**INSTRUCTIONS FOR THE TASK**
Below is a block of records; repeat all of them exactly.

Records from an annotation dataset
.....

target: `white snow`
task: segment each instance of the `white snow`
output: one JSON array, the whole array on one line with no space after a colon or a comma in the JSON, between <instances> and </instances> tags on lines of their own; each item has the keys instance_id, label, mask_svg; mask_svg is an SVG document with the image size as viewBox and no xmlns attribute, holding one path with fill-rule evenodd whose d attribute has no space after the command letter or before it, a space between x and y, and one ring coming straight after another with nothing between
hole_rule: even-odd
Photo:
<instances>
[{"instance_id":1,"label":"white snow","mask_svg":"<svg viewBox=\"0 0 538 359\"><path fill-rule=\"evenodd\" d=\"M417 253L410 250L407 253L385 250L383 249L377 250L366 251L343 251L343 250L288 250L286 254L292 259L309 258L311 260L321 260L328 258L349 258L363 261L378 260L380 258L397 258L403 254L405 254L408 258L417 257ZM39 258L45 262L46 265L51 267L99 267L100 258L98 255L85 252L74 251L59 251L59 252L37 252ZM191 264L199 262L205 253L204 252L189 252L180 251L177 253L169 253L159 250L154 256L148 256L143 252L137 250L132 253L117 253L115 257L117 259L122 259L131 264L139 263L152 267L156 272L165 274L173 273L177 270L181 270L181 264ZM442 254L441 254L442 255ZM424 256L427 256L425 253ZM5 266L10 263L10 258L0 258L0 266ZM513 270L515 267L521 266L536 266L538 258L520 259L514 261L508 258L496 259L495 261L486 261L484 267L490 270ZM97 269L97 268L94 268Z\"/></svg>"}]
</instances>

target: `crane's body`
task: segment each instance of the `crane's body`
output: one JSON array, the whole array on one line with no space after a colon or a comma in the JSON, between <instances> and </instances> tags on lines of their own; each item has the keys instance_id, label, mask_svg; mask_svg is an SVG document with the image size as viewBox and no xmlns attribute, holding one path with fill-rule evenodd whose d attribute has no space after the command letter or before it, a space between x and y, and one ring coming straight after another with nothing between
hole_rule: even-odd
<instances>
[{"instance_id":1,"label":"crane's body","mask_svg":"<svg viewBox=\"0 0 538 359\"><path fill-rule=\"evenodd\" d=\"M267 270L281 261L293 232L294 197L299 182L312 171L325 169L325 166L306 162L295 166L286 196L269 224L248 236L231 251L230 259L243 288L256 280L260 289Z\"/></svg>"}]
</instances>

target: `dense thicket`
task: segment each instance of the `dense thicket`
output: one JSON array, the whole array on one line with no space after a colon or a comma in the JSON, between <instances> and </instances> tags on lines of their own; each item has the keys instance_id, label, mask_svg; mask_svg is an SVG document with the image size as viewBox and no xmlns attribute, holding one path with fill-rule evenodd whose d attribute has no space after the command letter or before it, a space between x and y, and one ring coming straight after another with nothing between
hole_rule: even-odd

.....

**ANSWER TO THIS PROBLEM**
target: `white snow`
task: segment each instance of the `white snow`
output: one JSON array, the whole array on one line with no space after a colon or a comma in the JSON, between <instances> and </instances> tags on lines of their own; each item has the keys instance_id, label, mask_svg; mask_svg is an SVG document with the image size as viewBox and no xmlns attribute, holding one path with fill-rule evenodd whose d attribute has no space after the command letter or before it, a space between x and y, and one ring coming straight after another with nothing between
hole_rule: even-odd
Photo:
<instances>
[{"instance_id":1,"label":"white snow","mask_svg":"<svg viewBox=\"0 0 538 359\"><path fill-rule=\"evenodd\" d=\"M417 253L410 250L407 253L385 250L383 249L377 250L366 251L343 251L343 250L288 250L286 254L292 259L309 258L311 260L321 260L328 258L349 258L363 261L378 260L380 258L397 258L403 254L405 254L408 258L417 257ZM39 258L45 262L46 265L51 267L99 267L100 258L98 255L85 252L74 251L59 251L59 252L37 252ZM191 264L199 262L205 253L204 252L189 252L180 251L177 253L169 253L159 250L154 256L148 256L143 252L137 250L132 253L117 253L115 257L117 259L122 259L131 264L139 263L152 267L156 272L165 274L173 273L177 270L181 270L181 264ZM442 254L441 254L442 255ZM424 256L427 256L425 253ZM5 266L10 263L10 258L0 258L0 266ZM513 270L515 267L521 266L536 266L538 258L520 259L514 261L508 258L496 259L495 261L486 261L484 267L490 270ZM97 269L97 268L94 268Z\"/></svg>"}]
</instances>

target: `crane's body`
task: segment each instance of the `crane's body`
output: one JSON array, the whole array on one line with no space after a colon or a comma in the JSON, between <instances> and </instances> tags on lines of their own; each item has the keys instance_id, label, mask_svg; mask_svg is an SVG document with the image size as viewBox and no xmlns attribute, holding one path with fill-rule evenodd whose d attribute has no space after the command letter or before it, a space between x and y, and one ring coming straight after another with nothing between
hole_rule: even-odd
<instances>
[{"instance_id":1,"label":"crane's body","mask_svg":"<svg viewBox=\"0 0 538 359\"><path fill-rule=\"evenodd\" d=\"M267 270L281 261L293 232L294 197L299 182L312 171L325 169L325 166L306 162L295 166L286 196L269 224L248 236L231 251L230 259L243 288L256 280L260 289Z\"/></svg>"}]
</instances>

target: `dense thicket`
task: segment each instance of the `dense thicket`
output: one JSON array, the whole array on one line with no space after a colon or a comma in the JSON, between <instances> and </instances> tags on lines of their own; each item has the keys instance_id, label, mask_svg; mask_svg is an SVG document with the image size as viewBox and no xmlns attribute, holding one path with fill-rule evenodd whose d attribute has no space after the command letter or before it, a space between x and y, and one ring coming straight after another with nothing between
hole_rule: even-odd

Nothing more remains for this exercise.